--- START Text excerpt ---

FIG. 1 shows a summary of the configuration of an LTE (Long Term Evolution) mobile communication system. FIG. 1 shows a system that allows activation of SIPTO (Selected IP Traffic Offload, where IP is an abbreviation of (Internet Protocol) above RAN (Radio Access Network), to be described hereinbelow.
In FIG. 1, UE (User Equipment) 101 and 102 are portable terminals.
S-GW (Serving-Gateways) 108, 111, and 117 are devices that transmit user data (U (User)-plane) in a core network.
P-GW (PDN-Gateway, PDN: Packet Data Network) 107, 112, and 119 are devices having an interface with an EPC (Evolved Packet Core), an IMS (IP Multimedia Subsystem), or an outside packet network (for example, outside networks such as Internet 106, 113, and 120).
MME (Mobility Management Entity) 115 is a core network device that performs signal control and mobility management of UEs 101 and 102 in a core network and selects the paths of user data (i.e., S-GW and P-GW) with UEs 101 and 102.
eNB (evolved NodeB) is a base station that performs wireless communication with UE 101.
HeNB (Home eNB) 104 is a base station that carries out wireless communication with UE 102.
HeNB 104 indicates an LTE femtocell base station, and eNB 103 indicates an LTE base station other than a femtocell base station, and may be a picocell base station or a macrocell base station.
Although not shown in FIG. 1, HNB (Home NodeB) indicates a 3G (3rd Generation) femtocell base station, NodeB indicates a 3G base station other than a femtocell base station, and may be a picocell base station or a macrocell base station.
Although not shown in FIG. 1, the following abbreviations are used as appropriate in the present specification.
(H)eNB is assumed to indicate either HeNB or eNB.
H(e)NB is assumed to indicate either HNB or HeNB.
(H)(e)NB is assumed to indicate any of HNB, HeNB, NodeB, and eNB.
HeNB-GW 114 accommodates a plurality of eNB 103 or a plurality of HeNB 104, is a gateway device that connects these devices to a core network, and relays user data and control signals (C (control)-plane) between a core network and HeNB 104 or eNB 103. In addition, HeNB-GW 114 may also accommodate a base station that is equipped with other wireless communication capacities such as WiFi (Wireless Fidelity).
Although not shown in FIG. 1, a gateway device that accommodates a 3G femtocell base station is referred to as HNB-GW.
SeGW (Security Gateways) 109 and 110 establish IPsec tunnels with HeNB 104 and eNB 103 and provide secure communication.
HSS (Home Subscriber Server) 116 holds information for each subscriber that uses UEs 101 and 102 and when there is an inquiry for information relating to a subscriber from MME 115, returns this information.

--- END Text excerpt ---
--- START Extracted information ---

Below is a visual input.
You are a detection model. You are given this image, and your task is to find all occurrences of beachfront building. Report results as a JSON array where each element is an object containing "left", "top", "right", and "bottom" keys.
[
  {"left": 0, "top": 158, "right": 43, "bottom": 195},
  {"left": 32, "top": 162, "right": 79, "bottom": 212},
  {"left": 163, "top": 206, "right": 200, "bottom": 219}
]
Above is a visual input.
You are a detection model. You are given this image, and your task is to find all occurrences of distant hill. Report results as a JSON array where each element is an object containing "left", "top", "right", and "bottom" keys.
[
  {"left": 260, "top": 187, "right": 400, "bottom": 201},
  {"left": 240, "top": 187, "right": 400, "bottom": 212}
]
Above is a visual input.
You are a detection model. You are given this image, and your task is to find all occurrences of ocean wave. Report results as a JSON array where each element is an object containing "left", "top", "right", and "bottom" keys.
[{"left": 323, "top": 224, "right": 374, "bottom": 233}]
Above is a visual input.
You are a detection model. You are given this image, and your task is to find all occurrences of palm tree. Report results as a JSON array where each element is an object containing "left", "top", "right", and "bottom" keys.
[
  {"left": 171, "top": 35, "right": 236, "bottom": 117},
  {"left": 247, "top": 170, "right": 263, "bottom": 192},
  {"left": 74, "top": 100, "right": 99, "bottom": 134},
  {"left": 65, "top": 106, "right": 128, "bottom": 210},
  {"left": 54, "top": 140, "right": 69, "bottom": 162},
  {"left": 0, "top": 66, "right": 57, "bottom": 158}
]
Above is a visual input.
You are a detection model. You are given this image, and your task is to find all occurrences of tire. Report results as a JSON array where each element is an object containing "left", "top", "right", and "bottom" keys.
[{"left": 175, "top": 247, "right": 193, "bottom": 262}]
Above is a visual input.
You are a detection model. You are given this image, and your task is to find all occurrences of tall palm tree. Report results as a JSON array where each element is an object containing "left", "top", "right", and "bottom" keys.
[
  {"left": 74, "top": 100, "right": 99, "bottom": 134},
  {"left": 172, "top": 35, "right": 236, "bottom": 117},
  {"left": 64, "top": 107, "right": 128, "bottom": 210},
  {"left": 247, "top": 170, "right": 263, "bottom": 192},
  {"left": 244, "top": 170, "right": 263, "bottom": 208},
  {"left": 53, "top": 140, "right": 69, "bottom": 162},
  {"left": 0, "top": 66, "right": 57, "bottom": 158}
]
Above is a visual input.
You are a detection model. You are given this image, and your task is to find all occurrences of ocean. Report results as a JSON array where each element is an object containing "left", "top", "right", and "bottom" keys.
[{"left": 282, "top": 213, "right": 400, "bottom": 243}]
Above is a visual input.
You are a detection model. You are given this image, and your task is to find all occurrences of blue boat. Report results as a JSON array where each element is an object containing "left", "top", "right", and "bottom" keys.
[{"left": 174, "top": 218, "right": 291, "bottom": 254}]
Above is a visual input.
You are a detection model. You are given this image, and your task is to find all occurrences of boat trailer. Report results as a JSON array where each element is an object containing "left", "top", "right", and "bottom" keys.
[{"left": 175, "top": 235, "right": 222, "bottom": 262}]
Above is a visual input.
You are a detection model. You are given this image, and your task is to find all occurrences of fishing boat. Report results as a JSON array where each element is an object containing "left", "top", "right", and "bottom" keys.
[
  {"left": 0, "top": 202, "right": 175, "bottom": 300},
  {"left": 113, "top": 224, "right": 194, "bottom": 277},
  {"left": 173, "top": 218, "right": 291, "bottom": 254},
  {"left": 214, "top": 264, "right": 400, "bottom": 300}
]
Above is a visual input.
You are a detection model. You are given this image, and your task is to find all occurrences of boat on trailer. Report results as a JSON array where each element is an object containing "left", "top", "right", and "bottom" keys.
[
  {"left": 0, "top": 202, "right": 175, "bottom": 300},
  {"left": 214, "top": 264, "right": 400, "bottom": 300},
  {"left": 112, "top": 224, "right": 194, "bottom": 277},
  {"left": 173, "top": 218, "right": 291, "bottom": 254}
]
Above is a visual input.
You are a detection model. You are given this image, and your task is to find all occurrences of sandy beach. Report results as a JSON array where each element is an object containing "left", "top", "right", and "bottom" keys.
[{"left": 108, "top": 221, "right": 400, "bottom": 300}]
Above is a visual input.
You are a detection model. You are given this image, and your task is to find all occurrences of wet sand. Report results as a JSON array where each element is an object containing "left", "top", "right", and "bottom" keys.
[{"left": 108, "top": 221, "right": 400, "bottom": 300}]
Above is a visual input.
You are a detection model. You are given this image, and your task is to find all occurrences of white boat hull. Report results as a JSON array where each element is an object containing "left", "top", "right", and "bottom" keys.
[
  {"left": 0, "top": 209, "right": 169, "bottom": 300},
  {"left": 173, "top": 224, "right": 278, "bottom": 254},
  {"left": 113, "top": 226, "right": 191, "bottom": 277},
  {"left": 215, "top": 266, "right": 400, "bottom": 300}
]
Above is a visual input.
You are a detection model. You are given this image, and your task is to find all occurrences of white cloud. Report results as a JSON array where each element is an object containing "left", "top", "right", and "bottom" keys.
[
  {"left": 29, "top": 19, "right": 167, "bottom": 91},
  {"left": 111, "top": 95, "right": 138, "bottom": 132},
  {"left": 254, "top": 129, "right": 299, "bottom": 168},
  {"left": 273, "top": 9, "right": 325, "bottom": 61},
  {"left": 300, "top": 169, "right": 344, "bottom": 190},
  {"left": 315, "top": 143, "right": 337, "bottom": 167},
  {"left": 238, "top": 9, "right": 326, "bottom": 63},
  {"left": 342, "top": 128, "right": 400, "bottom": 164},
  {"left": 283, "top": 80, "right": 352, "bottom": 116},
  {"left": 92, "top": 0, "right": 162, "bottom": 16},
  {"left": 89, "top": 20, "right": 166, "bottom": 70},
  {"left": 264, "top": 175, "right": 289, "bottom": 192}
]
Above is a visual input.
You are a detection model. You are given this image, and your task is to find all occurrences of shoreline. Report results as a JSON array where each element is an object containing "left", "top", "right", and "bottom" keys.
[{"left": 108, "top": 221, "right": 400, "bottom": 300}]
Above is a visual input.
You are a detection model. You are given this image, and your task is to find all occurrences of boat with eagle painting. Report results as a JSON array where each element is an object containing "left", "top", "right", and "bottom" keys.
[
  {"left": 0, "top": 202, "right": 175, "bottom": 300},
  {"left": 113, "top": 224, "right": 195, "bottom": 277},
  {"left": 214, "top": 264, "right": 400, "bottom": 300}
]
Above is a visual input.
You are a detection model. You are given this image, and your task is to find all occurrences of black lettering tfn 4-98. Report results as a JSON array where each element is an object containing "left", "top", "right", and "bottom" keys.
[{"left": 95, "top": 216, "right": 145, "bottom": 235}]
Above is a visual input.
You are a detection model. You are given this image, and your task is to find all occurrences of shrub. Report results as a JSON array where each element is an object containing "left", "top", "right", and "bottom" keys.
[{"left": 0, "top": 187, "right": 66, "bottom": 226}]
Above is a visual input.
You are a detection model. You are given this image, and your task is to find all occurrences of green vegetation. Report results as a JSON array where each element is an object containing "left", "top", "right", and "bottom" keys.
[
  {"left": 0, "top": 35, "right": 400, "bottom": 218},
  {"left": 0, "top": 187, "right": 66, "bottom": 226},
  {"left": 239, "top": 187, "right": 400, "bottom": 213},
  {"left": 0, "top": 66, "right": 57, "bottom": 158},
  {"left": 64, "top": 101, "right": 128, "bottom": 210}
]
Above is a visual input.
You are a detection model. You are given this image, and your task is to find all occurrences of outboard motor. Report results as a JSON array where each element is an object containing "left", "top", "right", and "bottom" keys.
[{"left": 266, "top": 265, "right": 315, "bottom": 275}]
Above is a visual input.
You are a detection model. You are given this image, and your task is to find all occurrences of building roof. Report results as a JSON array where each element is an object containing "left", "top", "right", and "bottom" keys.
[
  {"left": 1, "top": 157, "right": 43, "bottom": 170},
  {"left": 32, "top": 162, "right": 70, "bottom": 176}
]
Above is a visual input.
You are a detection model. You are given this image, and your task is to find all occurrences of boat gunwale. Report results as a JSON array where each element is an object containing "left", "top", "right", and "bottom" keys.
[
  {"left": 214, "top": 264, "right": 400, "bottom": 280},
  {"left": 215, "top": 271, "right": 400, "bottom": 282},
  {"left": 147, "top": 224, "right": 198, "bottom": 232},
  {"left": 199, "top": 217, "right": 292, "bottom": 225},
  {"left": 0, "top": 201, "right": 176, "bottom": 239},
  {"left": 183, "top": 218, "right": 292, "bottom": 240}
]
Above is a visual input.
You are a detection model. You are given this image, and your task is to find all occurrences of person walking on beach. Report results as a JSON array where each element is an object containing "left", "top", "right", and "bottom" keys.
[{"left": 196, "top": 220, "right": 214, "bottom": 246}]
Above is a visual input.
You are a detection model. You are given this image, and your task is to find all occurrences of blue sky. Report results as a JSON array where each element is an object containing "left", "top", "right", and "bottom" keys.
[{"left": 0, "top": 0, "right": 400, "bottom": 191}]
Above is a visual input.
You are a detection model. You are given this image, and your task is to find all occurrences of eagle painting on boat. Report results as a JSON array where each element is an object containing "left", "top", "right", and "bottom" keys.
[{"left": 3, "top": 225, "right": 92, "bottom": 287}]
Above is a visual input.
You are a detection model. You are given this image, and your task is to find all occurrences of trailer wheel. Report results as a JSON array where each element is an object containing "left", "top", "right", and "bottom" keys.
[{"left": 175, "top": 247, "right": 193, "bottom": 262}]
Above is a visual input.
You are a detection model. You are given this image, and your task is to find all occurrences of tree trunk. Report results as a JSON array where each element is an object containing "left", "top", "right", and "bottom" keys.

--- END Extracted information ---

- _Tasks to perform_
[1] In the description of the LTE mobile communication system, which devices establish IPsec tunnels with HeNB 104 and eNB 103?
[2] Extend the description of the LTE mobile communication system past its final sentence.

- _Task-by-task answers_
[1] SeGW (Security Gateways) 109 and 110.

[2]
DNS (Domain Name System) 118 is used when MME 115 selects S-GW or P-GW.
MME 115 uses the DNS mechanism of the related art on the basis of information of the TAC (Tracking Area Code) and RAC (Routing Area Code) of a base station that UEs 101 and 102 are accessing to select S-GW or P-GW that transmits the user data of UEs 101 and 102.
In addition, when unable to select an appropriate S-GW or P-GW by only information of the TAC and RAC, MME 115 takes into consideration information such as the RNC (Radio Network Controller), RNC-ID of the eNB, or eNB-ID that UEs 101 and 102 are accessing and uses the DNS mechanism of the related art to select the S-GW or P-GW that transmits the user data of UEs 101 and 102.
As described hereinabove, the present system is capable of activating SIPTO above RAN. In SIPTO, user data that were transmitted to the Internet from a UE are assumed to be offloaded at an offload point that is close to the base station that was accessed by the UE.
In FIG. 1, three S-GW 108, 111, and 117 are shown as S-GW.
Of these S-GW, S-GW 117 is a node in the core network and is used when SIPTO is not activated.
S-GW 108 is an S-GW for offloading that is selected as the offload point when SIPTO is activated and is the S-GW that is geographically/or network-topologically closest as seen from eNB 103 when SIPTO is activated under the condition in which UE 101 is accessing eNB 103.
S-GW 111 is the S-GW for offloading that is selected as the offload point when SIPTO is activated and is the S-GW that is geographically/network-topologically closest as seen from HeNB 104 when SIPTO is activated under the condition in which UE 102 is accessing HeNB 104.
In FIG. 1, three P-GW 107, 112, and 119 are shown as P-GW.
Of these P-GW, P-GW 119 is a node in the core network and is used when SIPTO is not activated.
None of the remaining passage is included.